Helen Macdonald’s beautiful and nearly feral book reminds us that excellent nature writing can lay bare some of the intimacies of the wild world as well. Her book is so good that, at times, it hurt me to read it. It draws blood, in ways that seem curative ... H Is for Hawk is good about death, about parents, about depression, about solitude and about keeping small cute, dead animals in your freezer to toss to your hawk. But it is especially good about class and gender.
Had there been an award for the best new book that defies every genre, I imagine it would have won that, too. H Is for Hawk is an improbable and hybrid creature. It is one part grief memoir, one part guide to raptors, and one part biography of T. H. White, who chronicled his maiden effort at falconry in The Goshawk, written just before he began work on The Once and Future King. I am describing Macdonald’s book by its parts for the same reason we describe a griffin by its parts—because how else would we do so? But it is coherent, complete, and riveting, perhaps the finest nonfiction I read in the past year.
...an elegantly written amalgam of nature writing, personal memoir, literary portrait and an examination of bereavement. Its considerable accomplishment is to hold all these parts in balance ... The threads are woven skillfully. We engage with the modern woman coping (badly, she makes clear) with loss, and also with T.H. White, beset by many demons. Both trying to become one with a raptor, to share in its force and freedom while engaged in the process of taking away that freedom ... This is a beautifully written and beautifully conceived work. It illuminates unexpected things in unexpected ways. There is also, at its heart, something quite wonderful: a book about a woman and her hawk and another tormented writer, and his is, also, movingly, a book about a daughter and her lost father.
=-=-=
● **Goal 1**:
Pull out, word for word, the stretch of the passage on H Is for Hawk from "Helen Macdonald’s beautiful" through "class and gender.".
● **Goal 2**:
Extend the passage on H Is for Hawk with new writing that picks up after its last sentence.
=-=-=
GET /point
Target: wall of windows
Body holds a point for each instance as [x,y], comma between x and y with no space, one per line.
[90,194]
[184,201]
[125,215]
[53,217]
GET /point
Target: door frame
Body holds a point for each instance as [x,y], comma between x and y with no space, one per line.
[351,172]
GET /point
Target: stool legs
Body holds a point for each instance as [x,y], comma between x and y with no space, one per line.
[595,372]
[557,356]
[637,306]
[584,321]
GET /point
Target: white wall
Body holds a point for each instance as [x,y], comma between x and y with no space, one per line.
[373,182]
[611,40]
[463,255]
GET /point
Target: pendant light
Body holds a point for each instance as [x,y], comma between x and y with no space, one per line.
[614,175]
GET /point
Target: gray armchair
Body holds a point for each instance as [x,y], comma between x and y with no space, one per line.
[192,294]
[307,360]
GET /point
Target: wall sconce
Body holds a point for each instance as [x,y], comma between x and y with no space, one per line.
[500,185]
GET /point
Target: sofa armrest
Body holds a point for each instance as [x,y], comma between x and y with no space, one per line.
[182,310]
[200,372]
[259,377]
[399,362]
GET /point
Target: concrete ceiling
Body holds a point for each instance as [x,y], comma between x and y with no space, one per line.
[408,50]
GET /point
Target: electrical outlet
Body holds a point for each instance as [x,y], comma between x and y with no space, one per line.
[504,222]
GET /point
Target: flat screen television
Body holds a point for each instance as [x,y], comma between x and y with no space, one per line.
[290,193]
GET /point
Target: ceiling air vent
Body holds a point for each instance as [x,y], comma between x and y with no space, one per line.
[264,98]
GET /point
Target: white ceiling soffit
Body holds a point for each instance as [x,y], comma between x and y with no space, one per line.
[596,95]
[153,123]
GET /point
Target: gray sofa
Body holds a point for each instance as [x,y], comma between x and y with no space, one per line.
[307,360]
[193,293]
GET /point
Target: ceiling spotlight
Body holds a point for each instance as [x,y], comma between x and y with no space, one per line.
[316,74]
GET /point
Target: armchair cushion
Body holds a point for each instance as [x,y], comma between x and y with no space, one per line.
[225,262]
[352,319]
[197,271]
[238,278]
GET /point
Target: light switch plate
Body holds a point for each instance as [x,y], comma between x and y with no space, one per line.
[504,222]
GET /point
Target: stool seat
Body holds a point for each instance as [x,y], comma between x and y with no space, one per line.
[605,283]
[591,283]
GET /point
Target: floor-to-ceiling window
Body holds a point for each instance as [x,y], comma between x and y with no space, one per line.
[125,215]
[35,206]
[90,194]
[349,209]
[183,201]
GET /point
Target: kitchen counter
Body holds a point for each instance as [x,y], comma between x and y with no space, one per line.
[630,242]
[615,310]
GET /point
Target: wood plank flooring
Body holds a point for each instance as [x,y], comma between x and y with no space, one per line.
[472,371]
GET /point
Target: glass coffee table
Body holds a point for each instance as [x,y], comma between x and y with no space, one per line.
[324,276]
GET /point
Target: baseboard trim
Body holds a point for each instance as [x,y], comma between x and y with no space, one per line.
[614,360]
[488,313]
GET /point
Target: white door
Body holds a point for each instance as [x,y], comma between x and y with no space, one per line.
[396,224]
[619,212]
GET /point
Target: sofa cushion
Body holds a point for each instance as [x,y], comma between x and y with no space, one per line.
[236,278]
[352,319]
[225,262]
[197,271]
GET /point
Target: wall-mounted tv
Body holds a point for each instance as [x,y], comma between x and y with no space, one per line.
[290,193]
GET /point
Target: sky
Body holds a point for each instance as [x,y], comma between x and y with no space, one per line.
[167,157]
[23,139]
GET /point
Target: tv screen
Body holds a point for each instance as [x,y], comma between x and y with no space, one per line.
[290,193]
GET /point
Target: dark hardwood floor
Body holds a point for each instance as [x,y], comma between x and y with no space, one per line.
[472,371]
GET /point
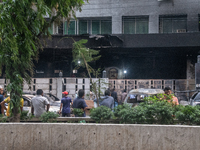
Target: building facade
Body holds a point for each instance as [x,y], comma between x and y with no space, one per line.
[143,39]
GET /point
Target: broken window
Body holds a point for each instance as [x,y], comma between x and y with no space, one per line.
[135,25]
[173,24]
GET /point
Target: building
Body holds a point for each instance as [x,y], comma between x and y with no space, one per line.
[156,39]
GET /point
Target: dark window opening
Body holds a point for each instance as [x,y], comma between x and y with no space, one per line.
[173,24]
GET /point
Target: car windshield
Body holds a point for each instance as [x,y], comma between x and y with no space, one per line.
[134,98]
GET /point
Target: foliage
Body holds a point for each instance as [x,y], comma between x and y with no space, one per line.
[188,115]
[25,116]
[84,56]
[49,117]
[3,118]
[101,114]
[152,111]
[78,112]
[22,25]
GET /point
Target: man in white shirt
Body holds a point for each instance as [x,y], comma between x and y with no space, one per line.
[38,104]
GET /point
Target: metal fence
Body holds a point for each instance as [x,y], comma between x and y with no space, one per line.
[182,88]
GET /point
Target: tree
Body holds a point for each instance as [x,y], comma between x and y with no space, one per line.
[84,56]
[22,25]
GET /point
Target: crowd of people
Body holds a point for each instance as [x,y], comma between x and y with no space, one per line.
[40,104]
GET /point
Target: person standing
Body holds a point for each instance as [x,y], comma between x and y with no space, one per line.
[65,105]
[80,103]
[168,92]
[38,104]
[1,100]
[114,95]
[123,96]
[7,100]
[108,100]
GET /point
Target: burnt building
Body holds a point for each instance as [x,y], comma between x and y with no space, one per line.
[156,39]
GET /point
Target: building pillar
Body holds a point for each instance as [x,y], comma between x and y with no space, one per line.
[59,88]
[192,22]
[190,69]
[154,24]
[116,24]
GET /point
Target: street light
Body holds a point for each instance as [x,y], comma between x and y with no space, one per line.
[125,73]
=-=-=
● **Task answer 1**:
Helen Macdonald’s beautiful and nearly feral book reminds us that excellent nature writing can lay bare some of the intimacies of the wild world as well. Her book is so good that, at times, it hurt me to read it. It draws blood, in ways that seem curative ... H Is for Hawk is good about death, about parents, about depression, about solitude and about keeping small cute, dead animals in your freezer to toss to your hawk. But it is especially good about class and gender.

● **Task answer 2**:
In her breathtaking new book Helen Macdonald renders an indelible impression of a raptor’s fierce essence — and her own — with words that mimic feathers, so impossibly pretty we don’t notice their astonishing engineering.
Macdonald’s first sight of her bird, when the breeder lifts her out of the cardboard box she travels in, is one of the most memorable passages I’ve read this year, or for that matter this decade. The heat of the moment is enough to melt grammar ... Macdonald frames her book in part as a dialogue with a similar memoir, The Goshawk, by T.H. White, who’s best known for his Arthurian epic The Once and Future King. Macdonald is every bit his equal as a writer (as a falconer she’s much better), and thinking about White is a roundabout way for her to look at her own motivations for training Mabel in the wake of her father’s death, which aren’t simple.
Reading Macdonald’s short chapters and stunted sentences—little synapses from her now-SSRI-clouded brain—you get a little high. When the bird makes her first kill, the scene is indeed as graphic and pulsing as any Grafton thriller. And when Macdonald helps, we realize that Helen’s not the Hawk Woman, she’s the Hawk Mother. You’ll never see a bird overhead the same way again.
In this singular book that combines memoir and landscape, history and falconry, Macdonald robs from her anger by choosing to train and live with a robber bird, and in doing so, she becomes wild....That is what Macdonald tells us so eloquently in her fine memoir — that transformation of our docile or resigned lives can be had if we only look up into the world.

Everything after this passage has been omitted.